** Reading passage **
>>>
Mittwoch, 09. Juni 2021, 18:30 - 20:00 iCal

Ringvorlesung Turkologie Sommersemester 2021

„Happy Together”: The entangled history of Jewish communities in Ottoman lands and Turkey

Institut für Orientalistik
Spitalgasse 2, Hof 4.1 (Campus Universität Wien), 1090 Wien

Vortrag


Turkish Jews in the State of Israel: Life, Challenges and Politics

Duygu Atlas (Tel Aviv)

Abstract

Between 1948 and 1951, a total of 34,547 Turkish Jews, comprising nearly forty percent of the community at the time, immigrated to the newly established State of Israel—a wave that has continued in varying volumes over the decades including the present. This lecture will focus on this lesser studied aspect of the history of Turkish Jews; that is the chapter that has commenced with their arrival in Israel. The central question that I will seek to address in this lecture is how and to what extent the Turkish Jews’ previous experiences in Turkey as a minority community on one hand, and the Ashkenazi‐dominated, Euro‐centric Zionist culture in Israel on the other shaped Turkish Jews’ experiences with and integration into the Israeli society, culture and politics.
<<<
** Things to do **
a) Report how many lines of the records contain the word "dataset". Give only the number.
b) Continue the lecture announcement about Turkish Jews in Israel, shown above, from where it stops.

** Given information **
>>>
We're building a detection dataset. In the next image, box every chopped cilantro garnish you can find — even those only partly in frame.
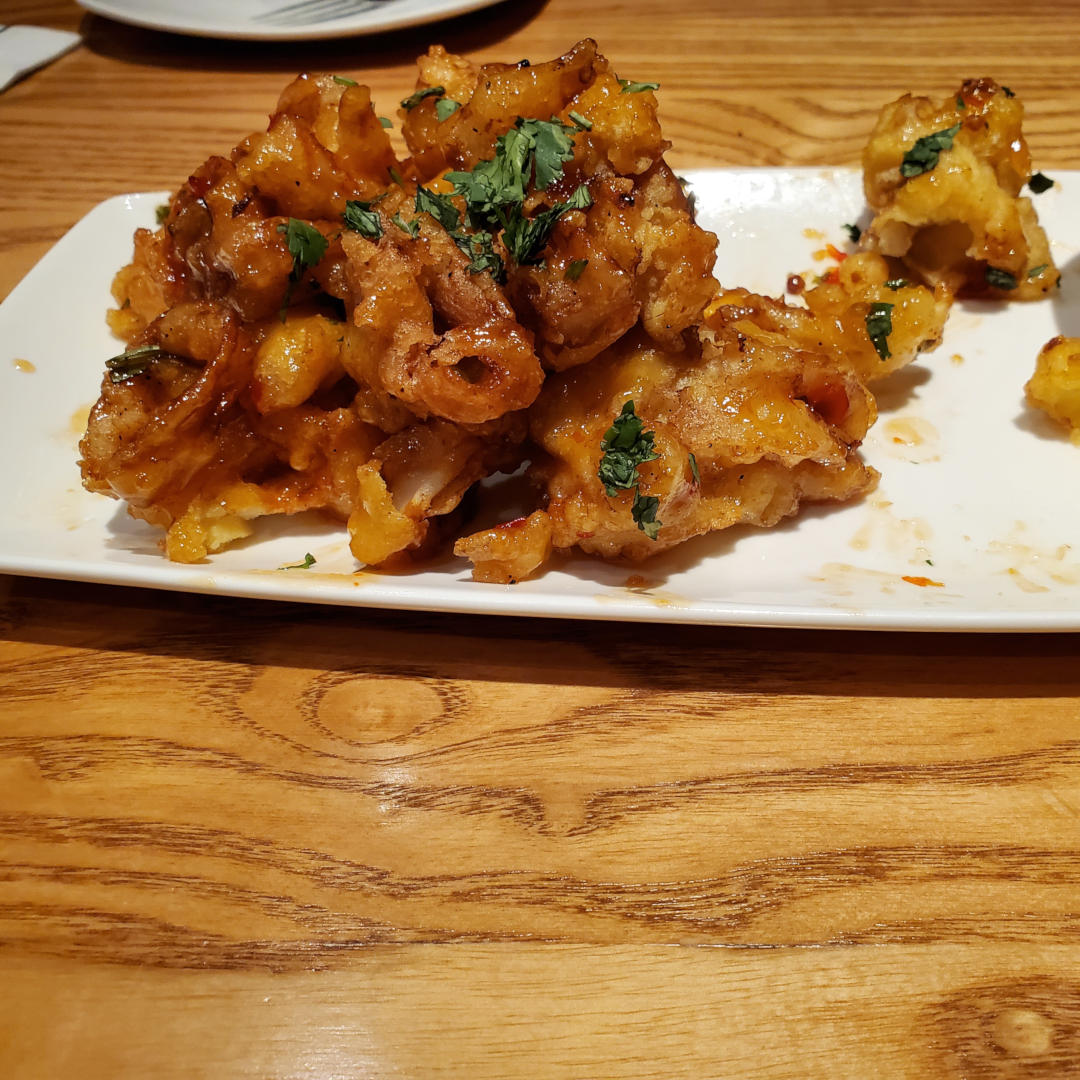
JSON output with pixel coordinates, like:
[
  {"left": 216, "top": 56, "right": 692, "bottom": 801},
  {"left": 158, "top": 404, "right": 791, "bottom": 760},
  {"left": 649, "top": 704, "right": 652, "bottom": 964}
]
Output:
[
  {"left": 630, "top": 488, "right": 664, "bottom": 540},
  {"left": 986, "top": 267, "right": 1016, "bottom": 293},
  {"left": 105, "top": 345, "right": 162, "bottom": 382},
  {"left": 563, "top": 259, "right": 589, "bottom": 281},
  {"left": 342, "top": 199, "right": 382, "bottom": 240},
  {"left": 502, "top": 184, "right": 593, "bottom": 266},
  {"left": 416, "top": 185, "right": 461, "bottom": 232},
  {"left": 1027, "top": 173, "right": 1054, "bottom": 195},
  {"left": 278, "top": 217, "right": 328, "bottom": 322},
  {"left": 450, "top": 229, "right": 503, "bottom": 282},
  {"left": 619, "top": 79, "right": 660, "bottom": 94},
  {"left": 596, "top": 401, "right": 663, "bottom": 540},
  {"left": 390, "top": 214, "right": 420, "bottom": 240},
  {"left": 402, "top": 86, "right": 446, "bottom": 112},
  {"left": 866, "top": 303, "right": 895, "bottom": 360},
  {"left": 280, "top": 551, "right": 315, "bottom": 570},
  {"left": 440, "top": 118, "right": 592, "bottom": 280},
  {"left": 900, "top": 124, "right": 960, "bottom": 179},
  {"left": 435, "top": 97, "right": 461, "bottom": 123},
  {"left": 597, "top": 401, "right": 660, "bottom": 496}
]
<<<
>>>
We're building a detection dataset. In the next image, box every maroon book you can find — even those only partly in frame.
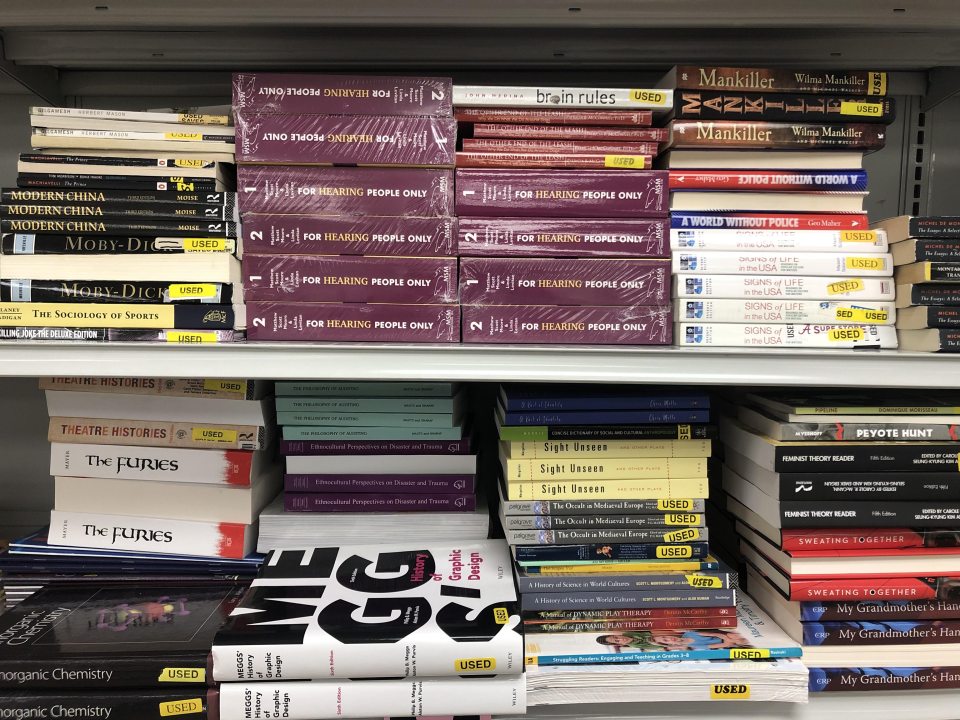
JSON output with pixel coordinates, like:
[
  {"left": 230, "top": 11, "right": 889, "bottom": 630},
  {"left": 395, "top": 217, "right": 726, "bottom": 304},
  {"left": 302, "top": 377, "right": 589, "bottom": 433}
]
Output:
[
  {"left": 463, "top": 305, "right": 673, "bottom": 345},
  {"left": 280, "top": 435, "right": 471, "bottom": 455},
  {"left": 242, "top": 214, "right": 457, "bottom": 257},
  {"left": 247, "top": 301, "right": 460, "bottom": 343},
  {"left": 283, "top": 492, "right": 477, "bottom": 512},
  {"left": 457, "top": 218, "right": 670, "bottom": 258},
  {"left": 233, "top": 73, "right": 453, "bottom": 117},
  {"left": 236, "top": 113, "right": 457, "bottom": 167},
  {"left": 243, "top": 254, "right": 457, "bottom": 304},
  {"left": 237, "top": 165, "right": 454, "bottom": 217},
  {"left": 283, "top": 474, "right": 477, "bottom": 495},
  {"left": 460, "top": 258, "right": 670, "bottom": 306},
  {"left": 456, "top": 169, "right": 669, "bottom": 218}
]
<<<
>>>
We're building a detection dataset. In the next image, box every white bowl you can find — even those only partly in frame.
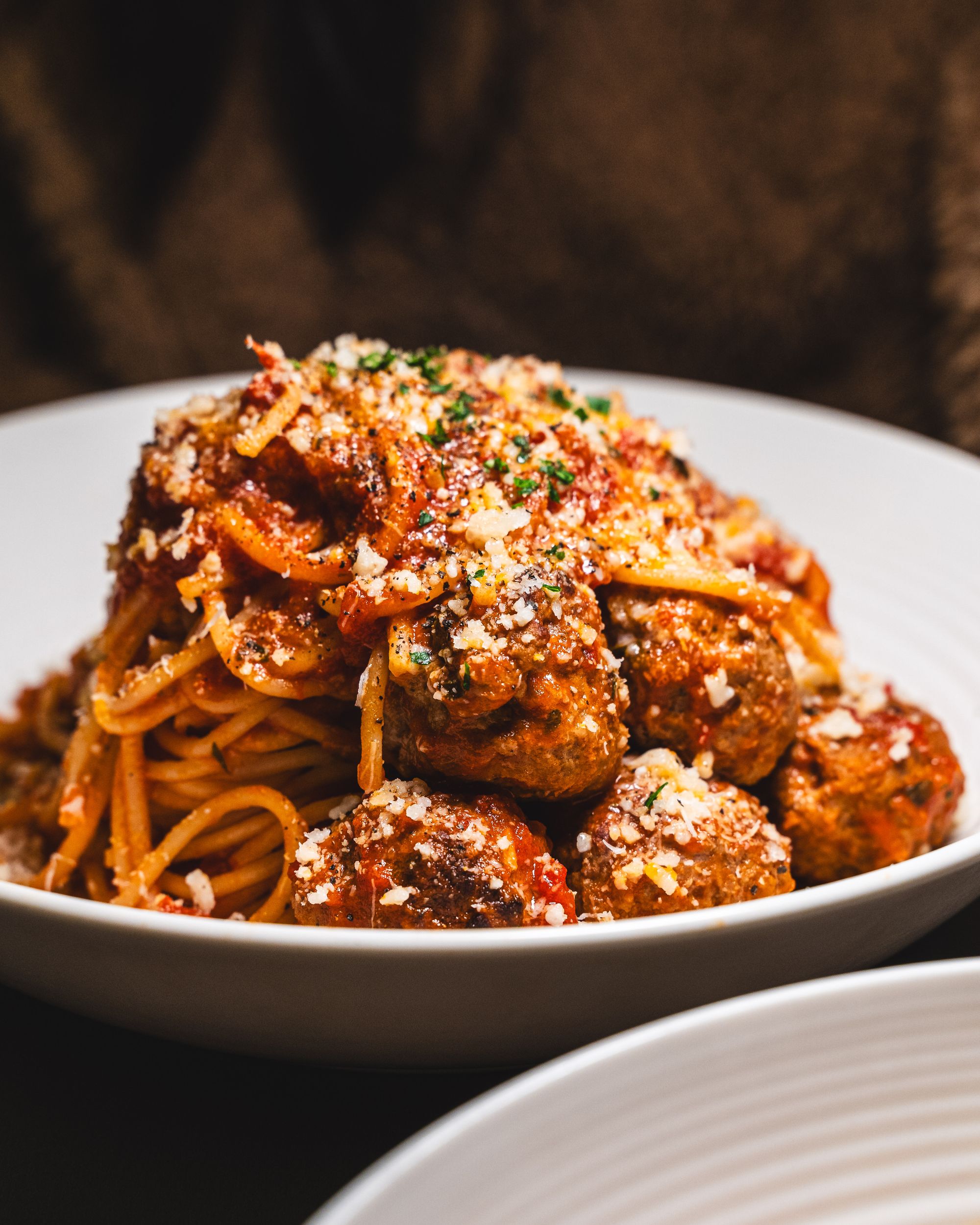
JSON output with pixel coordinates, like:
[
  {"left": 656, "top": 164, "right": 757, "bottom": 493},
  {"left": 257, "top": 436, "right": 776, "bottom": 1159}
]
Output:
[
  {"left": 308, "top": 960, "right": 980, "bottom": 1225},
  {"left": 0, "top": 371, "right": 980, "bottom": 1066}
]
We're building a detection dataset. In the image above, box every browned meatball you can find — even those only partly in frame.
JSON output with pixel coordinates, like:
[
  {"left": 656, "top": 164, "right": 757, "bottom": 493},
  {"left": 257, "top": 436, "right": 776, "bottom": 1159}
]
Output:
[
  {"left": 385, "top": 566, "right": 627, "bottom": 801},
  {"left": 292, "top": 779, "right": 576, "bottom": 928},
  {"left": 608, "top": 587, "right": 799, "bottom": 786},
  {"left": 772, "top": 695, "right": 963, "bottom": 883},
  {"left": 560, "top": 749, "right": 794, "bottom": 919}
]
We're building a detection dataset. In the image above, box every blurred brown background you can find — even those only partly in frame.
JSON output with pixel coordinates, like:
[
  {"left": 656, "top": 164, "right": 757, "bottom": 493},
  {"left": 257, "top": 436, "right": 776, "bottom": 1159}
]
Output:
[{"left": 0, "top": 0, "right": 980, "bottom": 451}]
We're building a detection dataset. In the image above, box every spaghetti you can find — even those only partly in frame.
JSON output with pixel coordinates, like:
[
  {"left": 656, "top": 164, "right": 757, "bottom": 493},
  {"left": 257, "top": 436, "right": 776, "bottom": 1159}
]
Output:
<<<
** The replies **
a) 6

b)
 

Bio

Duygu Atlas completed her doctoral studies at Tel Aviv University’s School of History in 2019 (Dissertation: “Turkey’s Jewish Minority between Turkey and Israel from 1948 to the 1990s: Israel’s Impact on a Diaspora Community and Its Identity Formation). She completed her MA in Middle Eastern History at the same university. In 2016, she was awarded the Dan David Prize for Young Researchers. Together with Prof. Asher Susser of Tel Aviv University, she co‐authored the book The Emergence of the Modern Middle East, which was based on their high‐ranking online course by the same name.

In her research, Atlas focuses on Kurdish and Jewish minorities in Turkey. Her published articles include “The Role of Language in the Evolution of Kurdish National Identity in Turkey” (2014); “Turkey, Its Kurds and the Gezi Park Protests” (2014); “The Jews of Mardin” (in Turkish, 2016), “A Test of Democracy: Non‐Muslim Minorities in Turkey” (2017); and “Artistic Expression in Times of Peace and War: The Case of Turkey’s Kurds from 2009 to the Present.”

She worked as a researcher at the Moshe Dayan Center for Middle Eastern and North African Studies at Tel Aviv University, and the Van Leer Jerusalem Institute, where she also served as the associate editor of the Journal of Levantine Studies.

She is the founder of the social media oral history project, Onlyherstory, which documents the life stories of “ordinary” women in Turkey.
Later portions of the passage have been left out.